Document:
====
In the Matter of C.U., A Child in Need of Services, C.U. and J.U. v. Indiana Department of Child Services
49A05-1307-JC-354
Juvenile. Affirms adjudication that child is a child in need of services. The evidence supports the designation under I.C. 31-34-1-1 that the parents abandoned the child. Rejects the parents’ claim that the boy should have been adjudicated under I.C. 31-34-1-6 because he substantially endangers his own health or the health of his family members.  

Jason A. Fishburn v. Indiana Public Retirement System
49A02-1305-MI-391
Miscellaneous. Affirms summary judgment for INPRS and the revised determination that Fishburn’s total monthly disability benefit payment from the 1977 fund is 79.85 percent of monthly salary of a first-class patrol officer. Although the statute is ambiguous, the court finds INPRS’ interpretation to be reasonable. Also, based upon the General Assembly’s inaction in the face of the INPRS’ interpretation of Ind. Code 36-8-8-13.5(f), the General Assembly is deemed to have acquiesced in INPRS’s interpretation of the disability benefit statutes.
====
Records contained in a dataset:
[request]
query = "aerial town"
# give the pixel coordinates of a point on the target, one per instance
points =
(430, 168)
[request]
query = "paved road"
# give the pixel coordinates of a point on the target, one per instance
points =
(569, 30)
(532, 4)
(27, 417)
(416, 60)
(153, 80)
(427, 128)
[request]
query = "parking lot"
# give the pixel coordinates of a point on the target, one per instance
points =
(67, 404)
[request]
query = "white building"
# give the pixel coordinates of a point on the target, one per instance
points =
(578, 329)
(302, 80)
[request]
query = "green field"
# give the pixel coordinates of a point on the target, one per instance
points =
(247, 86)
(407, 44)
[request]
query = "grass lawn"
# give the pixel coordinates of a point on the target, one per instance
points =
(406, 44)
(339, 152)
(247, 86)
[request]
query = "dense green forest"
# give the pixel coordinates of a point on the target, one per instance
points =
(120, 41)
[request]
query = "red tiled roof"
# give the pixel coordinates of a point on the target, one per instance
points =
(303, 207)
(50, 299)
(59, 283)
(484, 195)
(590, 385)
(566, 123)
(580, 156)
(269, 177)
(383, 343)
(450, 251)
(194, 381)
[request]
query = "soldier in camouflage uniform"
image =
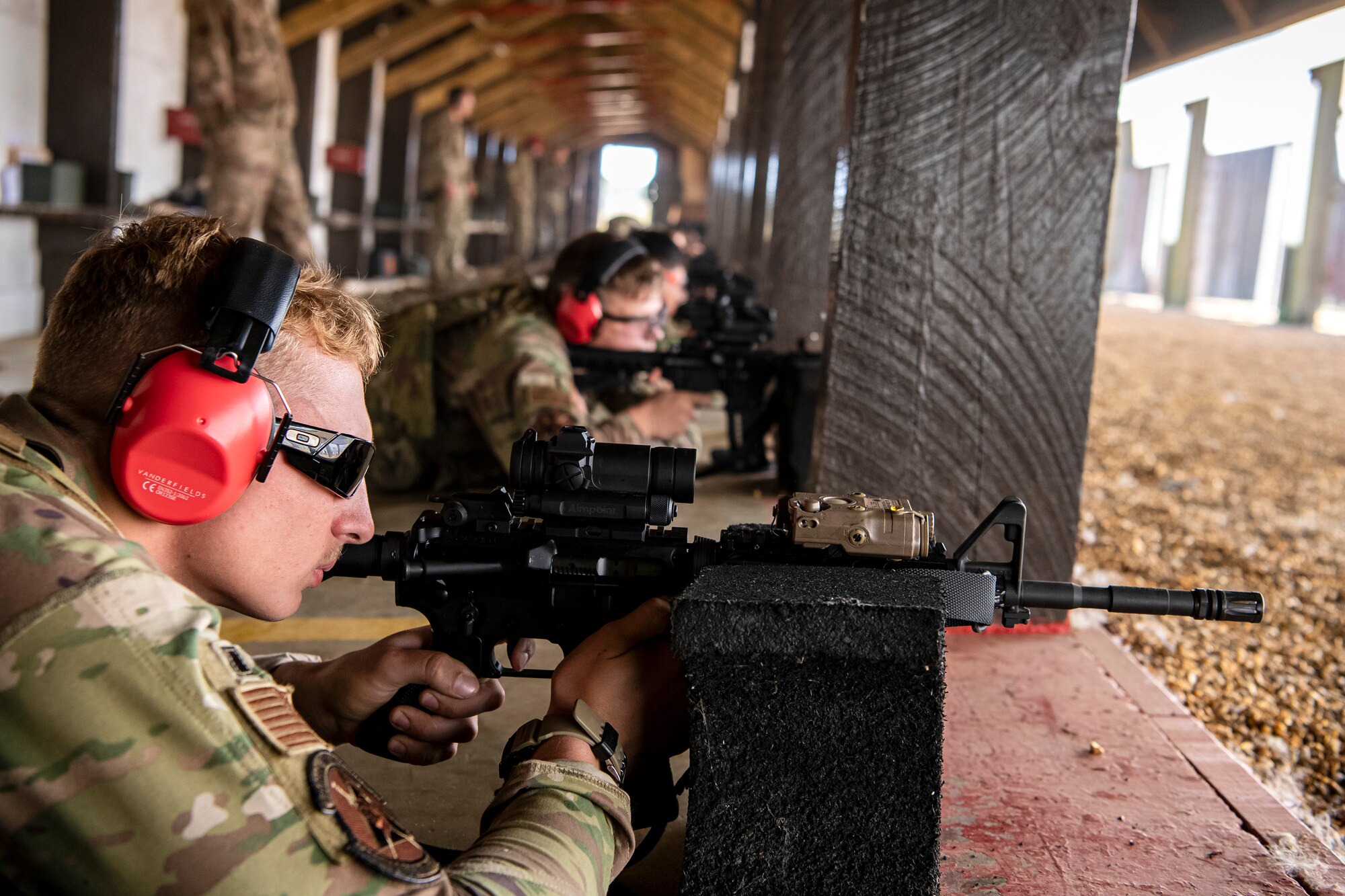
====
Work to be completed: Extract the case summaries word for word, reproducing the complete text without any changes.

Response:
In the Matter of C.U., A Child in Need of Services, C.U. and J.U. v. Indiana Department of Child Services
49A05-1307-JC-354
Juvenile. Affirms adjudication that child is a child in need of services. The evidence supports the designation under I.C. 31-34-1-1 that the parents abandoned the child. Rejects the parents’ claim that the boy should have been adjudicated under I.C. 31-34-1-6 because he substantially endangers his own health or the health of his family members.  

Jason A. Fishburn v. Indiana Public Retirement System
49A02-1305-MI-391
Miscellaneous. Affirms summary judgment for INPRS and the revised determination that Fishburn’s total monthly disability benefit payment from the 1977 fund is 79.85 percent of monthly salary of a first-class patrol officer. Although the statute is ambiguous, the court finds INPRS’ interpretation to be reasonable. Also, based upon the General Assembly’s inaction in the face of the INPRS’ interpretation of Ind. Code 36-8-8-13.5(f), the General Assembly is deemed to have acquiesced in INPRS’s interpretation of the disability benefit statutes.